• ACTIVITY
Please count the lines in the data below that hold "after" and answer with the number by itself.

• Saved entries

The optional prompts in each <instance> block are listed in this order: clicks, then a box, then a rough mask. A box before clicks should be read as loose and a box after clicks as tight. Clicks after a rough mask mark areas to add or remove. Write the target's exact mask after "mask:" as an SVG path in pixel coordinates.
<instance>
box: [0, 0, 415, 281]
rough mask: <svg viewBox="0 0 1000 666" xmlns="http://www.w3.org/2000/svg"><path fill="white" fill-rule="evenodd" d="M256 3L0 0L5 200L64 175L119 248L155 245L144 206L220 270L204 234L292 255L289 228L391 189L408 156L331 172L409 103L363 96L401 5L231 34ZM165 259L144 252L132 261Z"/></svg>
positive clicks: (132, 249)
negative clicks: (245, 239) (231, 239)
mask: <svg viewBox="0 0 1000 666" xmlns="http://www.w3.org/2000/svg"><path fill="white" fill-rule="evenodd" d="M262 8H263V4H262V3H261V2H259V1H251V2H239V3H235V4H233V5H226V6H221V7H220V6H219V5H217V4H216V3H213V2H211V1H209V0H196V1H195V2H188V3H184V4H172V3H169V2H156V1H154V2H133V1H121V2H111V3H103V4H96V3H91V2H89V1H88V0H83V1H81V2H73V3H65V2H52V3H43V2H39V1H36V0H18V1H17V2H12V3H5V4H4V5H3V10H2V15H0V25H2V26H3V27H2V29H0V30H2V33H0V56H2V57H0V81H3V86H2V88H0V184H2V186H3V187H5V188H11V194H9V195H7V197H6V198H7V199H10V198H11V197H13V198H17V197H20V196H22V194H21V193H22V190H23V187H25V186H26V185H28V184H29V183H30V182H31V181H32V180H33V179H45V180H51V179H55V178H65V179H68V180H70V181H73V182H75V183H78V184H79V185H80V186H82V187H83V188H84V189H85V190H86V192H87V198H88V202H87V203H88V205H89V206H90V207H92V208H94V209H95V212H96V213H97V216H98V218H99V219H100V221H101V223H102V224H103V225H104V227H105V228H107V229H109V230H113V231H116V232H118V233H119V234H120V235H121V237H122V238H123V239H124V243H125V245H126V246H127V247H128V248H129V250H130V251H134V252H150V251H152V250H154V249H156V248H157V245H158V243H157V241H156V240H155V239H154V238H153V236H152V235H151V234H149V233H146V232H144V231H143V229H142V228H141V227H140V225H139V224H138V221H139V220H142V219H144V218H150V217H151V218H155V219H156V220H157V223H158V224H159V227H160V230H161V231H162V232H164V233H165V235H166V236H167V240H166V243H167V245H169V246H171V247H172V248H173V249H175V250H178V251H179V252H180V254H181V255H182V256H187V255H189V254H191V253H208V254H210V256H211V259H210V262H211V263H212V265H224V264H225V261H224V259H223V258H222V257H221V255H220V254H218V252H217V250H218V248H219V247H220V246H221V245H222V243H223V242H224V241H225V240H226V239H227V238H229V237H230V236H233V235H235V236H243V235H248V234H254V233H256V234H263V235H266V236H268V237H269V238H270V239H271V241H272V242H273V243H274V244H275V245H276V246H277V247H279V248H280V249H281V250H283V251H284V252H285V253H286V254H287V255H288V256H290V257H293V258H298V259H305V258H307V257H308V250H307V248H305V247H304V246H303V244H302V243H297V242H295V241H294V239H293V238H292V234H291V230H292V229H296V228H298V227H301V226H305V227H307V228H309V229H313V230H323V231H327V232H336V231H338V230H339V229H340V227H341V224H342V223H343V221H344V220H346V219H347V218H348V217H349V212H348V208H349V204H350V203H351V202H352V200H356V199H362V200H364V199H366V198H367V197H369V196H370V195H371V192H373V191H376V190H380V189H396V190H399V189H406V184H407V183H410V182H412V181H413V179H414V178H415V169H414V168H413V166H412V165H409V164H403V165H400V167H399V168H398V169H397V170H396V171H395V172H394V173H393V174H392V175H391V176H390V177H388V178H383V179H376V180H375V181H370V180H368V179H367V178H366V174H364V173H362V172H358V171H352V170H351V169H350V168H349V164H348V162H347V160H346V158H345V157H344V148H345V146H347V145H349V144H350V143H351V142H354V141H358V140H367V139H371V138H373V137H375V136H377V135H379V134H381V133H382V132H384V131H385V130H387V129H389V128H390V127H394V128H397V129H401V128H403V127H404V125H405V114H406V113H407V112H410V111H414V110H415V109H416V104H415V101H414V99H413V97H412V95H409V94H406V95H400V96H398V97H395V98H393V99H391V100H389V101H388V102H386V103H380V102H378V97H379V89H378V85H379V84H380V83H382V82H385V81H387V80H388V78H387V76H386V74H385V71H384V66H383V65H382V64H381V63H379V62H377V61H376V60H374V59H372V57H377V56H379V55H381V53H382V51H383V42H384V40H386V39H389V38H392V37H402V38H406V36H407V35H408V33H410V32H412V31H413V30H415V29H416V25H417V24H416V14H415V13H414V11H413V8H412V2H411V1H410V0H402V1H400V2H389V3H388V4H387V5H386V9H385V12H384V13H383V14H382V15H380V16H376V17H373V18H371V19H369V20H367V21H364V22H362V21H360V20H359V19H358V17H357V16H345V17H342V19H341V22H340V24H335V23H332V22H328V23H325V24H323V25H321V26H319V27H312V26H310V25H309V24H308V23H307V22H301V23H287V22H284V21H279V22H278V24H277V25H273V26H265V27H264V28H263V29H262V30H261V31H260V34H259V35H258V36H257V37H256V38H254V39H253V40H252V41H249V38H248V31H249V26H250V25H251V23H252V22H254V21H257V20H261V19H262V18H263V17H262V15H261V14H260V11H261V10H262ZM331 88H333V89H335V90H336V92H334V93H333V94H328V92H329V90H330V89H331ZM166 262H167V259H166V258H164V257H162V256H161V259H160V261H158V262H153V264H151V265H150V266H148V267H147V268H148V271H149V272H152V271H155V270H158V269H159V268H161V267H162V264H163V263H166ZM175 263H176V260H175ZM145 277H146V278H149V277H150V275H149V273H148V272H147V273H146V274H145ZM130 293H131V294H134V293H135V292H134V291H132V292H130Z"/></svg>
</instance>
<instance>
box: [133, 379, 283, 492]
* * *
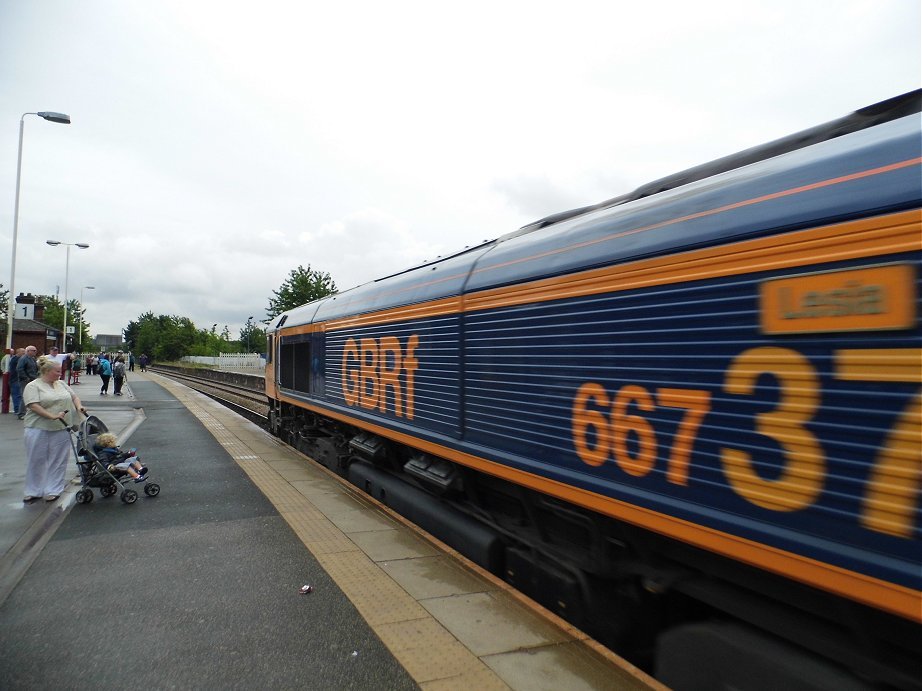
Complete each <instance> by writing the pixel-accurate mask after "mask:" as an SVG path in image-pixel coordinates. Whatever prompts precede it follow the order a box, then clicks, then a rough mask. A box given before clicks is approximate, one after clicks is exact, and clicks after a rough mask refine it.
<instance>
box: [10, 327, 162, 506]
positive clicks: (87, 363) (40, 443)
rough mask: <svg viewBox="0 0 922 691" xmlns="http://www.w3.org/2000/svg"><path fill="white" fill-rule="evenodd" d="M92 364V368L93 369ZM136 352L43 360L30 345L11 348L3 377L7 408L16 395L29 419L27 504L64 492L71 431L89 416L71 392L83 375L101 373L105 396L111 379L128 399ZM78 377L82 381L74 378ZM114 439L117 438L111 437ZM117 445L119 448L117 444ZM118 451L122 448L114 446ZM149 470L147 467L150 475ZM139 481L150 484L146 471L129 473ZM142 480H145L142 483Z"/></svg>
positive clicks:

• EXERCISE SOLUTION
2